Collection entries
- - - - - - -
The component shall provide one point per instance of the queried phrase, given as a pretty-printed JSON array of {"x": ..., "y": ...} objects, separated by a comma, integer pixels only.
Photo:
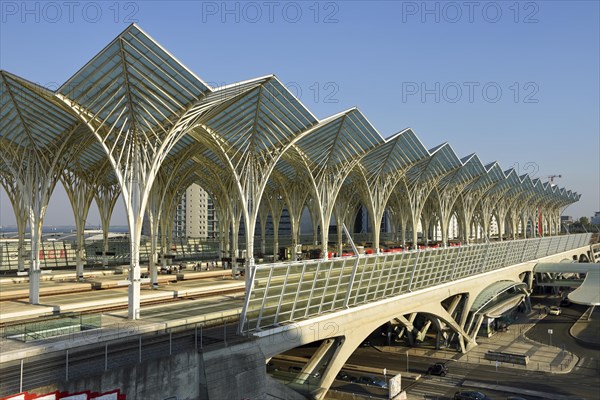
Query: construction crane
[{"x": 551, "y": 177}]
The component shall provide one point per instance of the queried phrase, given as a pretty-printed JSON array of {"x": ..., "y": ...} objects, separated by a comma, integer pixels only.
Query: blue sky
[{"x": 514, "y": 82}]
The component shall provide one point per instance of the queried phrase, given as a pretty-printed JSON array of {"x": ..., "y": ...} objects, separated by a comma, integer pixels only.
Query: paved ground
[{"x": 541, "y": 356}]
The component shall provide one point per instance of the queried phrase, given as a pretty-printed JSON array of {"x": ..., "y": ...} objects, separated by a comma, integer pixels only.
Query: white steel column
[
  {"x": 80, "y": 193},
  {"x": 106, "y": 196}
]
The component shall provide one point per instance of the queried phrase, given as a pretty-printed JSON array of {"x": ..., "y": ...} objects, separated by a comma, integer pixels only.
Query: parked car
[
  {"x": 295, "y": 369},
  {"x": 344, "y": 376},
  {"x": 470, "y": 395},
  {"x": 555, "y": 310},
  {"x": 371, "y": 381},
  {"x": 438, "y": 369},
  {"x": 565, "y": 302}
]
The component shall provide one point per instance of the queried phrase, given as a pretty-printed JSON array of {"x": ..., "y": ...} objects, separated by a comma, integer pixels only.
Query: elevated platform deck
[{"x": 88, "y": 300}]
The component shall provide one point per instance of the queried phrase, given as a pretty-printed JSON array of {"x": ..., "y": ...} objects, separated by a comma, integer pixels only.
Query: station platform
[
  {"x": 207, "y": 311},
  {"x": 105, "y": 289}
]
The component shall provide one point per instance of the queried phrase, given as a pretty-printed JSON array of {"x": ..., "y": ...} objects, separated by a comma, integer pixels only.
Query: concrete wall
[
  {"x": 229, "y": 373},
  {"x": 173, "y": 377}
]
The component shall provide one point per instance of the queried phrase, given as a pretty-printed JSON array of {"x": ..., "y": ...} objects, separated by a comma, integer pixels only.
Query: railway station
[{"x": 134, "y": 123}]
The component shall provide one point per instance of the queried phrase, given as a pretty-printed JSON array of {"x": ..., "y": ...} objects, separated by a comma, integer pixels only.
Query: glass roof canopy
[
  {"x": 134, "y": 91},
  {"x": 134, "y": 118}
]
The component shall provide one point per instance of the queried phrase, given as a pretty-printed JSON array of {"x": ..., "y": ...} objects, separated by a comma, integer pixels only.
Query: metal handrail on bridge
[{"x": 286, "y": 292}]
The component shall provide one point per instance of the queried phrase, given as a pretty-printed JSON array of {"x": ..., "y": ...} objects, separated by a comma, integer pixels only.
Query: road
[{"x": 582, "y": 383}]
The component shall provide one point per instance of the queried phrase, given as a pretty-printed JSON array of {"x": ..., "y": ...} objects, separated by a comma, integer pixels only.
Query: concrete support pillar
[{"x": 317, "y": 359}]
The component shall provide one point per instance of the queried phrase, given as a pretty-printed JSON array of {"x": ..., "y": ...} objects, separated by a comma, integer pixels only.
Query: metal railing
[{"x": 287, "y": 292}]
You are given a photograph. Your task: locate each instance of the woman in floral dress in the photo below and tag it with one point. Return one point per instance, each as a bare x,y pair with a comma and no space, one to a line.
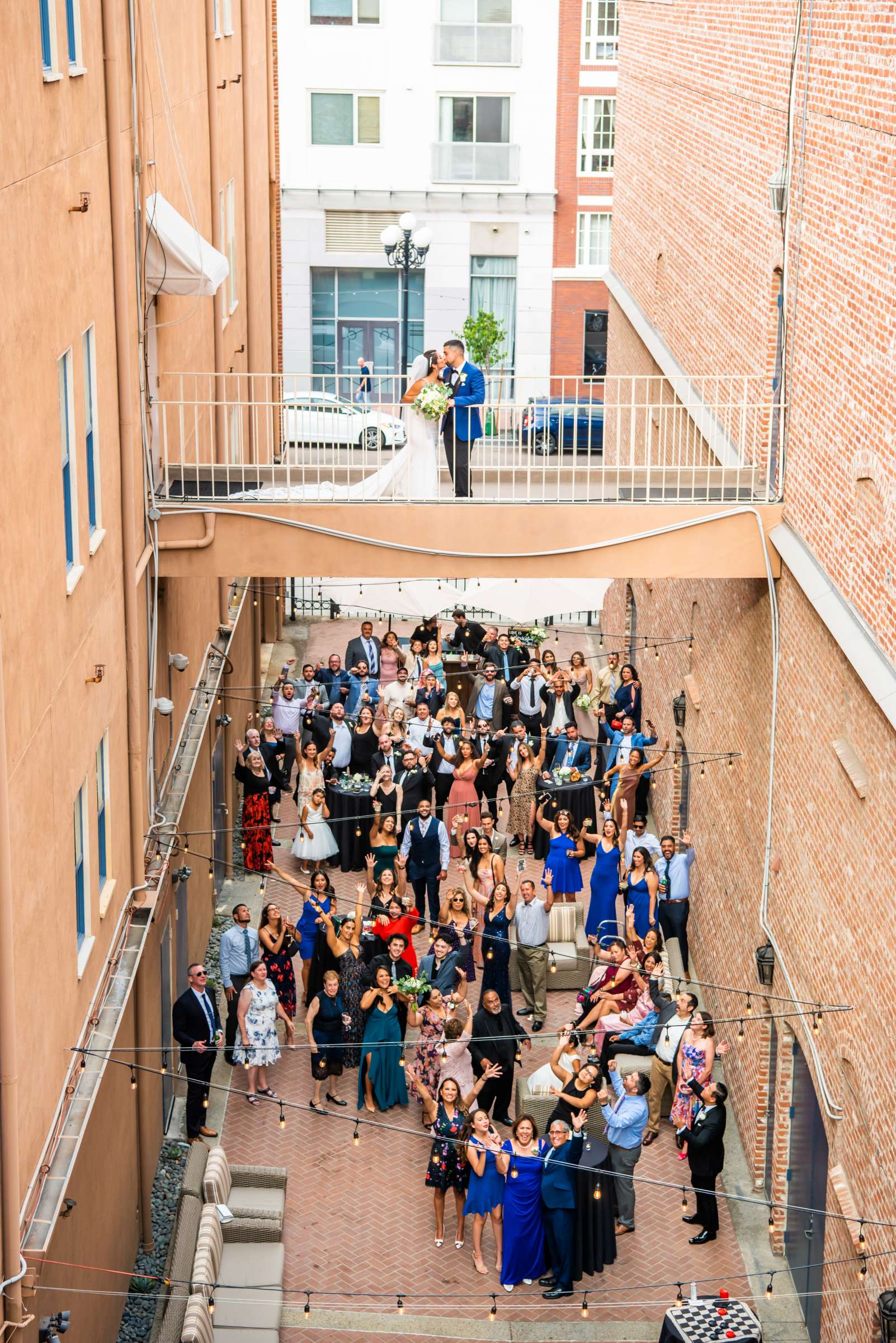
431,1017
446,1111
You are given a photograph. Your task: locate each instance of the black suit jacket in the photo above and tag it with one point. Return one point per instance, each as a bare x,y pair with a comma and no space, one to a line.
190,1022
706,1146
498,1051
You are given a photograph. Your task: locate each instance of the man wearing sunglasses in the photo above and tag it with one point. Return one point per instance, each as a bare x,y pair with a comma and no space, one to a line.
197,1031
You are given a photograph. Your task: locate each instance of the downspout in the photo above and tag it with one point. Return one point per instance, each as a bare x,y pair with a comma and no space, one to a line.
218,303
11,1263
128,447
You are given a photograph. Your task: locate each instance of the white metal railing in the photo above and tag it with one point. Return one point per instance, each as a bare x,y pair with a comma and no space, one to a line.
478,45
302,438
467,162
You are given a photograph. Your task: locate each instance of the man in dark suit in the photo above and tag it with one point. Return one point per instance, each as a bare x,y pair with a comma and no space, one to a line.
496,1039
706,1156
197,1031
558,1204
365,649
393,961
572,753
431,693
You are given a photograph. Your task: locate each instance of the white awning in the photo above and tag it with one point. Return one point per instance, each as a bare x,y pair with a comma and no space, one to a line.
179,261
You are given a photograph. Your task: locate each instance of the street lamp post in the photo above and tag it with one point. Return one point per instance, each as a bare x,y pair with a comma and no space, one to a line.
405,253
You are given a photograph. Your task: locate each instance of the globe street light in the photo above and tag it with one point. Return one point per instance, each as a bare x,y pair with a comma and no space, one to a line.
405,247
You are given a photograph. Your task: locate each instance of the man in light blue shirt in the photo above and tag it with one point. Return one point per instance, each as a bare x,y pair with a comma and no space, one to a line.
239,947
674,871
625,1125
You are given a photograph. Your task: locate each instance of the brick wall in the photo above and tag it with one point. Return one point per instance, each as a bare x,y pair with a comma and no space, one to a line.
829,898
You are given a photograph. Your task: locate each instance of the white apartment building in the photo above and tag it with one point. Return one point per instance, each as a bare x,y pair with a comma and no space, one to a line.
440,108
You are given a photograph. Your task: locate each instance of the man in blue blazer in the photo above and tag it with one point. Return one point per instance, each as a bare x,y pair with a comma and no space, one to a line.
558,1204
462,426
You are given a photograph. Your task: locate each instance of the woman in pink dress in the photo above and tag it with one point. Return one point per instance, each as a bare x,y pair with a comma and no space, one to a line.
462,810
391,659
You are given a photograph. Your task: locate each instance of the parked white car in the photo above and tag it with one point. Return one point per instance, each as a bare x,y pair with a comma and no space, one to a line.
321,418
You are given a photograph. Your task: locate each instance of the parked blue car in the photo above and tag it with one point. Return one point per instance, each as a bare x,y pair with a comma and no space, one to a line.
564,422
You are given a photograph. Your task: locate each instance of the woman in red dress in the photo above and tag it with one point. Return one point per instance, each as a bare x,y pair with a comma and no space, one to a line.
255,817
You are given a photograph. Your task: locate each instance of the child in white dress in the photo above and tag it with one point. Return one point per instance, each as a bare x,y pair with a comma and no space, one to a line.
314,840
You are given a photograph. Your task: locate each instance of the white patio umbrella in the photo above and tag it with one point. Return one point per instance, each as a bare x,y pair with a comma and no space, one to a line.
526,601
393,597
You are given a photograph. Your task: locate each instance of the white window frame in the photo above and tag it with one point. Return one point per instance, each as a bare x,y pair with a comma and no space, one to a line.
584,230
587,115
355,95
591,11
92,426
51,73
355,19
477,96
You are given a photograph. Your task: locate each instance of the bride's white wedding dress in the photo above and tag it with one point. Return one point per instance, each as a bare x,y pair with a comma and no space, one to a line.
411,475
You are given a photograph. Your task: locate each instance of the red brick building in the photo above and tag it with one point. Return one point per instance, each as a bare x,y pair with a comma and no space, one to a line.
716,104
585,139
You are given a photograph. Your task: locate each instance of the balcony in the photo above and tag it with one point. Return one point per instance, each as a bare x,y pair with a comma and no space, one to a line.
478,45
464,162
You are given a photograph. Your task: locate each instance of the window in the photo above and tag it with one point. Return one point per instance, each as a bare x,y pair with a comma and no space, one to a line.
480,120
81,880
477,11
593,241
345,119
89,354
596,136
49,38
595,353
227,206
600,30
345,11
66,428
102,810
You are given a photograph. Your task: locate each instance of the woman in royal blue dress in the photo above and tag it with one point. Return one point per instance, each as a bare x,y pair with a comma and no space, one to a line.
564,856
521,1162
601,921
486,1189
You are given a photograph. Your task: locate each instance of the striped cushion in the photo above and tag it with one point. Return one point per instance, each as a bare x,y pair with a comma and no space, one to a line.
563,923
197,1322
216,1181
210,1247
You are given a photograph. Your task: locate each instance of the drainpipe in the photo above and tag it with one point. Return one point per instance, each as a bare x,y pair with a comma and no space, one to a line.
129,445
11,1263
218,303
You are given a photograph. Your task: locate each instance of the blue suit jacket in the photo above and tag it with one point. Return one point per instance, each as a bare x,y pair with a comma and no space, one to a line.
581,760
558,1180
467,395
638,740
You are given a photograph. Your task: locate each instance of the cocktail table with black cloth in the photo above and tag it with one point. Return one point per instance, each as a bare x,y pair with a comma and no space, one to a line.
351,820
701,1322
577,798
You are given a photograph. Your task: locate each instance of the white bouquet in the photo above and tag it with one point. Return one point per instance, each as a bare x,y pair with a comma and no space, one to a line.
432,401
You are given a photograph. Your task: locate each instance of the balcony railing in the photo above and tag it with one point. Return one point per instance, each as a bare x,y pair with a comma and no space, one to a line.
478,45
464,162
293,438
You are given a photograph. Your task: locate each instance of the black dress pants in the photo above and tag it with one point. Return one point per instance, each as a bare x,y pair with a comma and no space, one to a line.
199,1072
230,1025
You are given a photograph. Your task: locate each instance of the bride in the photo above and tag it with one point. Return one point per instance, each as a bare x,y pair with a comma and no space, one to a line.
413,471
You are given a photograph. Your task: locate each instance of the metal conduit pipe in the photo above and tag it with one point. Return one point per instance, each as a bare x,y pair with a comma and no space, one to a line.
10,1227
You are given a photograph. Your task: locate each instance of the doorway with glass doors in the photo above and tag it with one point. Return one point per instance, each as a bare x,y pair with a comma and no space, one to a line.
- - - - - - -
◆ **WORK TASK**
Copy, without any change, the run of lines from the one with "the black dress" through the end of the entries above.

◆ **ANSWER TO THIS TASK**
You are given a photograph. Your task: locate each instance of the black dress pants in the photo above and tag it with one point. Return one point per instance, each as a bare x,y pair with a comma and no space, one to a line.
199,1072
230,1025
You are given a photograph. Your task: locate each instance of the bride in the photo above and tag it with one point. Return one point per instance, each as a bare x,y pair with a comma and no space, one to a line.
413,471
You are given a photograph. Your task: locate each instance of the metal conduit pipe in the photo above and tag it with one point. Return one point per instance, each as a bare x,y pair with a comma and no space, one to a line.
10,1227
You are given a photograph. Your task: locate each instance of the doorway with glass doors in the photo above and tag it with one point. Return one point per instance, each as a bare x,y pair with a comma and no space, one to a line.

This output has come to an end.